▸ Source data
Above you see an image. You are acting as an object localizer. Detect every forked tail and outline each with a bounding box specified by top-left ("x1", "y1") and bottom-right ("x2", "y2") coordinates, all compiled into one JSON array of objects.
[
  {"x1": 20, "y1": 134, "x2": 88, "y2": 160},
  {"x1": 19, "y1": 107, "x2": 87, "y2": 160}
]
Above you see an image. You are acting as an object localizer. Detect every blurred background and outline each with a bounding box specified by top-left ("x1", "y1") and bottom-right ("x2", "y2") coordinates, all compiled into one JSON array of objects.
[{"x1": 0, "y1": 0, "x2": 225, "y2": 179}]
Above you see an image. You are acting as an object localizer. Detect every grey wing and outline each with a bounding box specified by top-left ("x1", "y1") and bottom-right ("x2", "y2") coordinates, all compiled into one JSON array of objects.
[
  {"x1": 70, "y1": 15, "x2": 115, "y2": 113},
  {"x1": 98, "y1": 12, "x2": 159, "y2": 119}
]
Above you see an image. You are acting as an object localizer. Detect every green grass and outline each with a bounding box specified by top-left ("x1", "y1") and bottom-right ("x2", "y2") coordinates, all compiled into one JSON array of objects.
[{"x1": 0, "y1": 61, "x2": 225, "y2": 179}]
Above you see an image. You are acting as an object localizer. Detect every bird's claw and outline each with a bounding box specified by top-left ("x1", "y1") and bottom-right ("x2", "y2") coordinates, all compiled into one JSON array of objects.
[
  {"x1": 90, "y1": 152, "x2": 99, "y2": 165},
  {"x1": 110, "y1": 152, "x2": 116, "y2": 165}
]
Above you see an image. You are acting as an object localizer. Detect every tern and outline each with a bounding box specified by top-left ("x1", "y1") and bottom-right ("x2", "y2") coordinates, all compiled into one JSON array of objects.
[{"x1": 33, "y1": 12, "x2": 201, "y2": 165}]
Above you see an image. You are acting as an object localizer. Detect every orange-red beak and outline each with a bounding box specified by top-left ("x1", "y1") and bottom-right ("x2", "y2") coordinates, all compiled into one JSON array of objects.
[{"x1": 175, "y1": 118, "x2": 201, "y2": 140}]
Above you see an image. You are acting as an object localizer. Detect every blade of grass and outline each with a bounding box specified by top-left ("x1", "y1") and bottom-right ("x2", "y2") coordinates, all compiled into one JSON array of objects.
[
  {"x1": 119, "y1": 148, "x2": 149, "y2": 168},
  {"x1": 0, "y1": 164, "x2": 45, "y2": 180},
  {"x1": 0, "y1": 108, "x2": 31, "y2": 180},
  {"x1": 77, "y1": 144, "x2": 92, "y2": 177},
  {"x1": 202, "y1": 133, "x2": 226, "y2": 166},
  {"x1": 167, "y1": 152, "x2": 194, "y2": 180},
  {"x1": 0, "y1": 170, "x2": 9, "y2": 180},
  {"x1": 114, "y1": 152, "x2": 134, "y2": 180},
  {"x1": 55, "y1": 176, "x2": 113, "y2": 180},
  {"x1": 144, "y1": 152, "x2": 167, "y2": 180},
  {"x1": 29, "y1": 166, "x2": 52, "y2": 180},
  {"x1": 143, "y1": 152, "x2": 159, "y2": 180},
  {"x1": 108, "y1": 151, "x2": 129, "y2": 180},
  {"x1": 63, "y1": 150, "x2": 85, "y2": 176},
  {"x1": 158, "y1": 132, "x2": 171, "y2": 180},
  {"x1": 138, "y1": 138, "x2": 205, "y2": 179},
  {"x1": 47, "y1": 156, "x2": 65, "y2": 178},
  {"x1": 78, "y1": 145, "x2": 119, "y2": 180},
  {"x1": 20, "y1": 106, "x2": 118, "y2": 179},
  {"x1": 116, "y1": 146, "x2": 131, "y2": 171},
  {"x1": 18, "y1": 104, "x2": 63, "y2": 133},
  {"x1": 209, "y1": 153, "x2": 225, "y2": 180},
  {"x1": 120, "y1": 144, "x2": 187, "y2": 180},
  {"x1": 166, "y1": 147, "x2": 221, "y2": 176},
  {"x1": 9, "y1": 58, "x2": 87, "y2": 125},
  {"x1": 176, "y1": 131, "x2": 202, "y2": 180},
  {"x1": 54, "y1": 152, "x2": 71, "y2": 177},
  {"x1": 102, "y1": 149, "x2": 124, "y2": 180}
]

▸ Exercise aim
Exactly and only the lines from the one containing "Detect every blade" to the end of the entries above are to be written out.

▸ Exercise answer
Above you see an image. You are acting as an object localizer. Detect every blade of grass and outline each with a bounding box specified by top-left ("x1", "y1") and bottom-right ("x2", "y2") coordinates, all compiled into one JSON array of objects.
[
  {"x1": 119, "y1": 148, "x2": 149, "y2": 168},
  {"x1": 0, "y1": 164, "x2": 45, "y2": 180},
  {"x1": 0, "y1": 108, "x2": 31, "y2": 180},
  {"x1": 77, "y1": 144, "x2": 92, "y2": 177},
  {"x1": 202, "y1": 133, "x2": 226, "y2": 166},
  {"x1": 167, "y1": 152, "x2": 194, "y2": 180},
  {"x1": 0, "y1": 170, "x2": 9, "y2": 180},
  {"x1": 114, "y1": 152, "x2": 134, "y2": 180},
  {"x1": 55, "y1": 176, "x2": 113, "y2": 180},
  {"x1": 144, "y1": 152, "x2": 167, "y2": 180},
  {"x1": 29, "y1": 166, "x2": 52, "y2": 180},
  {"x1": 143, "y1": 152, "x2": 159, "y2": 180},
  {"x1": 108, "y1": 151, "x2": 129, "y2": 180},
  {"x1": 63, "y1": 150, "x2": 85, "y2": 176},
  {"x1": 158, "y1": 132, "x2": 171, "y2": 180},
  {"x1": 138, "y1": 138, "x2": 205, "y2": 179},
  {"x1": 47, "y1": 156, "x2": 65, "y2": 178},
  {"x1": 78, "y1": 145, "x2": 119, "y2": 180},
  {"x1": 20, "y1": 106, "x2": 118, "y2": 179},
  {"x1": 116, "y1": 146, "x2": 131, "y2": 171},
  {"x1": 18, "y1": 104, "x2": 63, "y2": 133},
  {"x1": 209, "y1": 153, "x2": 225, "y2": 180},
  {"x1": 120, "y1": 144, "x2": 187, "y2": 180},
  {"x1": 166, "y1": 147, "x2": 221, "y2": 176},
  {"x1": 9, "y1": 58, "x2": 87, "y2": 125},
  {"x1": 176, "y1": 131, "x2": 202, "y2": 180},
  {"x1": 54, "y1": 152, "x2": 71, "y2": 177},
  {"x1": 102, "y1": 149, "x2": 124, "y2": 180}
]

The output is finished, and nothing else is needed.